--- begin Records shown ---

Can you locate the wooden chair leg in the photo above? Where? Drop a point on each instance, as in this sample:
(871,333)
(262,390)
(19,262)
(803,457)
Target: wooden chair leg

--- end Records shown ---

Stated task ▸
Rewrite the lines above, swapping "chair leg" for "table leg" wherever it appears and keeping everything else the same.

Response ▸
Can you locate the wooden table leg in the photo above? Where? Drop a point on each instance, as in this sample:
(871,333)
(262,390)
(19,262)
(803,457)
Target: wooden table leg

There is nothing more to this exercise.